EXERCISE REQUIREMENTS:
1/ In the text on negotiation communication training, what does someone automatically create by imposing a one-way adaptation effort on the other person?
2/ Quote everything in the negotiation training text from "In the following" down to "and self-awareness acquisition.".

SOURCE:
◆ ◆ ◆ ◆ ◆
In the following article I would like to conclude the topic of negotiation communication training, by listing, in a more detailed way, the interpersonal communicative abilities, explaining the importance of culture shock and self-awareness acquisition.

  • Code Switching: the negotiator must manage the change of communication codes (linguistic code and non-verbal code), in order to adapt to the interlocutor. Making your interlocutor understand you requires an active effort of adaptation, a willingness to change your repertoire and to get closer to other people. Whoever imposes a one-way adaptation effort on the interlocutor (one-way adaptation) and does not think about others understanding him/her, automatically creates barriers to communication.
  • Topic Shifting: the change of subject. The negotiator must understand which techniques need to be adopted to slip from unproductive conversations, to get away from dangerous or useless topics, to avoid touching critical points of other cultures, creating offense, resentment or stiffening. These skills – like other abilities – are useful in every communicative context, such as in a communication between friends, colleagues, companies, as well as in diplomatic communication.
  • Turn Taking: conversational turns management. There are certain cultures that accept others to interfere in their speech, and others in which the respect for speaking turns is essential. Turn taking includes conversational turns management skills, turn taking abilities, turn defence skills, turn transfer abilities, the capability of open and close conversational lines, etc. All these techniques need to be refined for both intra- and inter-cultural communication.
◆ ◆ ◆ ◆ ◆
RAW DATA:
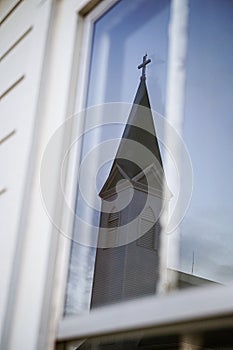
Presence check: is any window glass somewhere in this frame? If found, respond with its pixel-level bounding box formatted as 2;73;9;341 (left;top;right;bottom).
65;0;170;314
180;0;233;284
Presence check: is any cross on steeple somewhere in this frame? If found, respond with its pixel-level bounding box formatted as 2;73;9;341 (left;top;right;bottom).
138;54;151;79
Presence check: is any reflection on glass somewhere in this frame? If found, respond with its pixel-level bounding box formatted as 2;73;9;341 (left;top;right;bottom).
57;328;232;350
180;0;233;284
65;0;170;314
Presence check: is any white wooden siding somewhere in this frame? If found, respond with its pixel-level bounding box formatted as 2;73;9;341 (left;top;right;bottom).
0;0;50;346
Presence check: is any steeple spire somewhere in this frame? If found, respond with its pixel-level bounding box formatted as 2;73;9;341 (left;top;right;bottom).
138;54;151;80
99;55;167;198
◆ ◆ ◆ ◆ ◆
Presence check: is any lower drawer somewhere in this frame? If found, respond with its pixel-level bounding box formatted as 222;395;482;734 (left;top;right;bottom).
◆ ◆ ◆ ◆ ◆
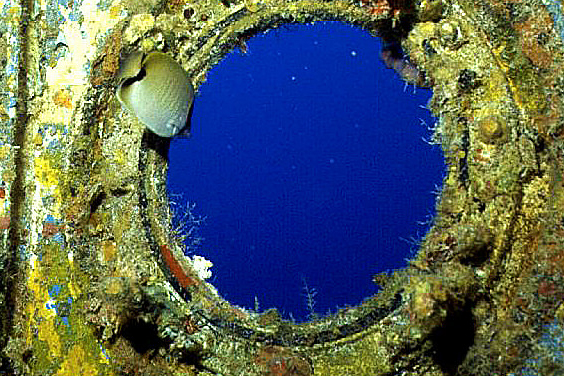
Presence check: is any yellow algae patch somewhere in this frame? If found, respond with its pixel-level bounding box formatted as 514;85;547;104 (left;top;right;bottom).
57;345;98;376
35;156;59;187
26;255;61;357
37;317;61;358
◆ ◆ ◆ ◆ ◆
ANSWERS:
1/ Barriers to communication.

2/
In the following article I would like to conclude the topic of negotiation communication training, by listing, in a more detailed way, the interpersonal communicative abilities, explaining the importance of culture shock and self-awareness acquisition.